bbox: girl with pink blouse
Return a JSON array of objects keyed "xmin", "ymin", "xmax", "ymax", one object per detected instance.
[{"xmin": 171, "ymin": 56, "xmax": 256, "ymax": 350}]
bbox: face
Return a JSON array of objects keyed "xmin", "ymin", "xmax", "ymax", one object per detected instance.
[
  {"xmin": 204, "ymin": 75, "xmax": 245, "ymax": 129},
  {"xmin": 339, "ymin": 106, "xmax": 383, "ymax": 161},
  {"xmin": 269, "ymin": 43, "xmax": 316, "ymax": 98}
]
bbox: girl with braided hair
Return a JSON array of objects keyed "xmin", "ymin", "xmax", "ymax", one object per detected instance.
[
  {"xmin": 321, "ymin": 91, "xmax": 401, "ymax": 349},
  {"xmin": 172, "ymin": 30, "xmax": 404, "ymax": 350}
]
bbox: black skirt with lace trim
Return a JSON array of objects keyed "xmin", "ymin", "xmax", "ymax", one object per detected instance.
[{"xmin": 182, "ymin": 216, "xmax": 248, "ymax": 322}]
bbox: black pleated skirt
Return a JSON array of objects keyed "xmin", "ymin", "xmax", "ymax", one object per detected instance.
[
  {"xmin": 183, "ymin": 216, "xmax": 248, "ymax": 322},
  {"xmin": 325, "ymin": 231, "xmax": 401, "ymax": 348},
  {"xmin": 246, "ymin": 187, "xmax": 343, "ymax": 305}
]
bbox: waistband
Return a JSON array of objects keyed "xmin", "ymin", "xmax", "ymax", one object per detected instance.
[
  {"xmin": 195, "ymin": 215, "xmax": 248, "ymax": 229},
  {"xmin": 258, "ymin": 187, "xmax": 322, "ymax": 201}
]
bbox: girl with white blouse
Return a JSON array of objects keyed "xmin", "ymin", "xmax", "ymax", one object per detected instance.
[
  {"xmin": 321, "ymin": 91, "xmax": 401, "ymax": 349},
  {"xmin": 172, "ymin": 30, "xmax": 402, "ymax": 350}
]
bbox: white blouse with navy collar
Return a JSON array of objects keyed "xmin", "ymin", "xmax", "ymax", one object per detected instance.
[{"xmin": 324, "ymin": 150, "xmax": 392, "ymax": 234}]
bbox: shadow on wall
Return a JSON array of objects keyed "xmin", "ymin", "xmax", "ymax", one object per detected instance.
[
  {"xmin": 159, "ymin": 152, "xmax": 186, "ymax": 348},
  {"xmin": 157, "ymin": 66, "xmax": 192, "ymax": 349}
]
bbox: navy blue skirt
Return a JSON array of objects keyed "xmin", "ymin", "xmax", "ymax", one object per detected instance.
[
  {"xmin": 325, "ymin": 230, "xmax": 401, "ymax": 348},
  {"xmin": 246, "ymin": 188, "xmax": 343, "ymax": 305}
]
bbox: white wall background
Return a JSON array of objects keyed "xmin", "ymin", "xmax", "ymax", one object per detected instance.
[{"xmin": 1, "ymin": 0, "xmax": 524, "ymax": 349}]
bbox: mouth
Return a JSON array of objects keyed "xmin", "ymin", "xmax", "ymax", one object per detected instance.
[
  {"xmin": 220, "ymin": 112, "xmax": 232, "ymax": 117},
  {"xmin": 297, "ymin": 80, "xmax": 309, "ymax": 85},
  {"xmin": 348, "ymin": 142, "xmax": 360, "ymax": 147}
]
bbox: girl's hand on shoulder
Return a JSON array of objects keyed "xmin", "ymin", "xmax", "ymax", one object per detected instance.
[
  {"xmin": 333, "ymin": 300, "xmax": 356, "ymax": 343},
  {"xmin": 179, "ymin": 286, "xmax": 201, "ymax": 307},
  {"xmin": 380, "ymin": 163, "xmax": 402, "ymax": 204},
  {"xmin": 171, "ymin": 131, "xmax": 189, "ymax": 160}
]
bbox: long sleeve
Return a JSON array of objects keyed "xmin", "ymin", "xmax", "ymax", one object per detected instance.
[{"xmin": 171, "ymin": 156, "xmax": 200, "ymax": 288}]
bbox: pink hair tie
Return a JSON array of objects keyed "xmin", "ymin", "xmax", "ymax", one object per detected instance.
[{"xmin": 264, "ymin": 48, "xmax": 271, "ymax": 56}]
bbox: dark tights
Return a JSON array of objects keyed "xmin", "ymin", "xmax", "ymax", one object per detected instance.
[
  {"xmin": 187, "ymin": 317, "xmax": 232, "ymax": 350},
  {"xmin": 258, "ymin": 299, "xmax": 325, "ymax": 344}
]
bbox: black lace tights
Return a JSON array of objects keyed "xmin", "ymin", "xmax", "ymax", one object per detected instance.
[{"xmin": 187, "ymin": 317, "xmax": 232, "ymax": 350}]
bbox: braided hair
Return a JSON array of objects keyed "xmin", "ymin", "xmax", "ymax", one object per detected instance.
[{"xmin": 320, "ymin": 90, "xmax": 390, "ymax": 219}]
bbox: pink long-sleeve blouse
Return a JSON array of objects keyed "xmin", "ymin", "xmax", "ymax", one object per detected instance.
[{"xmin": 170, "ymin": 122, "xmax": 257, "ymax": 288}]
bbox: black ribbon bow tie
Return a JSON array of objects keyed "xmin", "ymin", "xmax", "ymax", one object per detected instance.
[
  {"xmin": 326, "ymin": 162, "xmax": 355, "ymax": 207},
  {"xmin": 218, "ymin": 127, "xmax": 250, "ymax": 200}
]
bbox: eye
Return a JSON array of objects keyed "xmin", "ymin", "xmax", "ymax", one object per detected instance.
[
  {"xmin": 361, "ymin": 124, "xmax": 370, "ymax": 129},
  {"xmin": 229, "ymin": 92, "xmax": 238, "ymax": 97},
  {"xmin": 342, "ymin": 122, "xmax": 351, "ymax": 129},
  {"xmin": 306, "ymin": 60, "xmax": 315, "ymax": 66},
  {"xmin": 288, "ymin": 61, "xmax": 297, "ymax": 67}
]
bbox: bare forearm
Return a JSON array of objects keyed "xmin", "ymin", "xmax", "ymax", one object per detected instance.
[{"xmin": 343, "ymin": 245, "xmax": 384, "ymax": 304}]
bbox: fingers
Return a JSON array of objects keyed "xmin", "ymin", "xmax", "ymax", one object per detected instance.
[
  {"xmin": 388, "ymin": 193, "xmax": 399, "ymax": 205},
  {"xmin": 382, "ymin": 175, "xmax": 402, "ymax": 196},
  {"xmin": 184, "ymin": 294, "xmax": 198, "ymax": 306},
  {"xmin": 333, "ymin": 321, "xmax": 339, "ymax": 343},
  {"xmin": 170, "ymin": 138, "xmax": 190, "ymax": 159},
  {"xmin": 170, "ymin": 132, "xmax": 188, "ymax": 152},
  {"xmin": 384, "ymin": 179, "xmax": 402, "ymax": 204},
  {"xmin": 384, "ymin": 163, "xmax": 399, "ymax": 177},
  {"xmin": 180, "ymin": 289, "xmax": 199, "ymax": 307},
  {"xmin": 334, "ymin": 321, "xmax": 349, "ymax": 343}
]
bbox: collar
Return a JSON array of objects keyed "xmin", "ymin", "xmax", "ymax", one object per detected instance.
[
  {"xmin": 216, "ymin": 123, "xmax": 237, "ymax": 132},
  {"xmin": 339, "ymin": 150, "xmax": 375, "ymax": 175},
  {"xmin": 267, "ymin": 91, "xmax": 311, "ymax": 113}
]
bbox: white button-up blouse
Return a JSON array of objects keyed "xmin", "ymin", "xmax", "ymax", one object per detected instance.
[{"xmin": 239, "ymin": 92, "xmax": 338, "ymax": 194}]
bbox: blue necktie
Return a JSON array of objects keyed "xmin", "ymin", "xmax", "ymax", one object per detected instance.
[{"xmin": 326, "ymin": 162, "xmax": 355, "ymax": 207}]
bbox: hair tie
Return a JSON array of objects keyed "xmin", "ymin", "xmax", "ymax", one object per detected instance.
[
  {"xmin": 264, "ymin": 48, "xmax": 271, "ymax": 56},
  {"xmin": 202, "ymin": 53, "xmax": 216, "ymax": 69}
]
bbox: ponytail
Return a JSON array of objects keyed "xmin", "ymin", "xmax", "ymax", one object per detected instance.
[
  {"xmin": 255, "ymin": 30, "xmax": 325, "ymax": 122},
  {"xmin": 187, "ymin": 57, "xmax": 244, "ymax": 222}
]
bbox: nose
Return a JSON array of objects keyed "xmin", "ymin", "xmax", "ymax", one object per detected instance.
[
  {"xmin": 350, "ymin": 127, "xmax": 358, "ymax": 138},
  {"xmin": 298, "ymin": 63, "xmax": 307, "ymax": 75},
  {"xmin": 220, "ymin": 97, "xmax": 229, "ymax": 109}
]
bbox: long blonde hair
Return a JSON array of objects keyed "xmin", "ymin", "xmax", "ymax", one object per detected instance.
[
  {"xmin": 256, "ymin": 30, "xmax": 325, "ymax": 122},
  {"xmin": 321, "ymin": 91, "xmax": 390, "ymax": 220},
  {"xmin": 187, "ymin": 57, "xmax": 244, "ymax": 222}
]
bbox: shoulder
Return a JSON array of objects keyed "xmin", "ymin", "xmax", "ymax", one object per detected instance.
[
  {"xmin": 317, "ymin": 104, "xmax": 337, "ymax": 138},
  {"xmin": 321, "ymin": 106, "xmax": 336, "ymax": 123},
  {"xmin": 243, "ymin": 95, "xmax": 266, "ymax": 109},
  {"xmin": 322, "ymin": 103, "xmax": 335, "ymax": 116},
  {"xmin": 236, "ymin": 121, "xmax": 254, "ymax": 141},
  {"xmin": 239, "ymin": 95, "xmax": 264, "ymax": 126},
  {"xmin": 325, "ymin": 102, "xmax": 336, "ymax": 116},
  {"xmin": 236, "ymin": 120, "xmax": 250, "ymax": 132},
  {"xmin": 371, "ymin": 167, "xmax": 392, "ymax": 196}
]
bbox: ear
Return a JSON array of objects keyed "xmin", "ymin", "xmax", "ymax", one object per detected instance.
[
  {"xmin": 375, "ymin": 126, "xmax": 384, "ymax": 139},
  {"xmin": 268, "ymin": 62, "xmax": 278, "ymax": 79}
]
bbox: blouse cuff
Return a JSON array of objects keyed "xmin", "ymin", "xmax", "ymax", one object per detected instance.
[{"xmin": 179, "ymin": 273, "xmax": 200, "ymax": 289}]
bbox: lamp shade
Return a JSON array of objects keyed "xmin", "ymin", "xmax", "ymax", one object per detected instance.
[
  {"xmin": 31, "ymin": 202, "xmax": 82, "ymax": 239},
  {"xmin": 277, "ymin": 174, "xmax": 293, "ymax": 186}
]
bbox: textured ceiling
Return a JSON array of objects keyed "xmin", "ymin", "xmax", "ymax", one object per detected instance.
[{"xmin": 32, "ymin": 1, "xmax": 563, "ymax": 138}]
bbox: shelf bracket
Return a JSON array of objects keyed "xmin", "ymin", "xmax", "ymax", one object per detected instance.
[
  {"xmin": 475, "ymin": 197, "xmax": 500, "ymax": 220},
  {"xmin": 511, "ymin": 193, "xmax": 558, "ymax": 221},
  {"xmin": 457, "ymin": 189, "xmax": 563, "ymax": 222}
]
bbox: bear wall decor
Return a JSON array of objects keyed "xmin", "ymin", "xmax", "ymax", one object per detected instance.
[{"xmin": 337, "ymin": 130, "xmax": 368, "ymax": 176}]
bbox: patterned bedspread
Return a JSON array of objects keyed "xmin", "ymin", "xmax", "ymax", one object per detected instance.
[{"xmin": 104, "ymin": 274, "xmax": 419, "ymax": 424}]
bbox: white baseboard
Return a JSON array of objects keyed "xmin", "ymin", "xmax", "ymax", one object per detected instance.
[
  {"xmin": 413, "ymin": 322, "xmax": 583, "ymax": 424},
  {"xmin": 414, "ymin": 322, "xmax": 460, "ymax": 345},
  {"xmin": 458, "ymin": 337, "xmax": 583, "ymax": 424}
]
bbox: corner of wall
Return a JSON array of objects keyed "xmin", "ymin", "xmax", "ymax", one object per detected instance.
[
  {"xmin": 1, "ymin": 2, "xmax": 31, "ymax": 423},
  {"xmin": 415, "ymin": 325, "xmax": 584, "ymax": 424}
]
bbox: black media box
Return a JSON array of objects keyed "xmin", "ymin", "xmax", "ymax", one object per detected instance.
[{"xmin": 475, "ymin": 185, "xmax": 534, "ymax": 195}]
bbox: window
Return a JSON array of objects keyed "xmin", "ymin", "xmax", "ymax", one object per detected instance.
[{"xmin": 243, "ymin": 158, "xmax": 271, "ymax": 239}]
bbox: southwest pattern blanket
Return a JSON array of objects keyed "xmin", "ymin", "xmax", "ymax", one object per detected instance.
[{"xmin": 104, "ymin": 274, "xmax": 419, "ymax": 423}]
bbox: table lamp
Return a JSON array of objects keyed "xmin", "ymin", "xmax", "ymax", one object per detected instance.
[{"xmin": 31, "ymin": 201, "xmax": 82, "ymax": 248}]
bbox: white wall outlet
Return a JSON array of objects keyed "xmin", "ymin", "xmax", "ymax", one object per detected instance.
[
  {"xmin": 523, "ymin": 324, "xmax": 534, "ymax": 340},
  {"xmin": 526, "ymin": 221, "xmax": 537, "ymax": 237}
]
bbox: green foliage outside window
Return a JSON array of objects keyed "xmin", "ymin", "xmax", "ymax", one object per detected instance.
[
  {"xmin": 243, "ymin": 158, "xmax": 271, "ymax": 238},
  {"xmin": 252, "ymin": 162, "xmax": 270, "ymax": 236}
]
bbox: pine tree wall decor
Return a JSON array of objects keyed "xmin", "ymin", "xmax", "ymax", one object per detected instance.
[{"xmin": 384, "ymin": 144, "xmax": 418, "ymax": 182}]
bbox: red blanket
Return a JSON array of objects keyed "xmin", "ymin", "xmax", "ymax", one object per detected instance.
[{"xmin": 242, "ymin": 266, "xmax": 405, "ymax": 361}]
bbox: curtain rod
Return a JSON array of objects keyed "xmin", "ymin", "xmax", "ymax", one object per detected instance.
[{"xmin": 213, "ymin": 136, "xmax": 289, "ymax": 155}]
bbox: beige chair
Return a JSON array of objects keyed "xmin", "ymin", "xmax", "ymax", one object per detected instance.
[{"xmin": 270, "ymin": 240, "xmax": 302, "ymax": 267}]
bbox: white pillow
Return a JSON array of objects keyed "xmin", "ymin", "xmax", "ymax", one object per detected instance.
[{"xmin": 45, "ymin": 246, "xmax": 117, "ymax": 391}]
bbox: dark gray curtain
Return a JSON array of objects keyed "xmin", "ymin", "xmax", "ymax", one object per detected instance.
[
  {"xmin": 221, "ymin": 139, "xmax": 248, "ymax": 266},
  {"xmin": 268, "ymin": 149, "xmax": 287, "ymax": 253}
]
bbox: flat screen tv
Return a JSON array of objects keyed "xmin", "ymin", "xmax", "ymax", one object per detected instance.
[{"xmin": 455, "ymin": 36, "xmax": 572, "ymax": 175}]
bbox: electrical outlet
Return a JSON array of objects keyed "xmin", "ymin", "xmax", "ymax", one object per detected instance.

○ ○ ○

» **Instructions for the task**
Your answer should consist of all lines in the listing above that contain "lace".

» **Written reply**
bbox: black skirt with lace trim
bbox: black lace tights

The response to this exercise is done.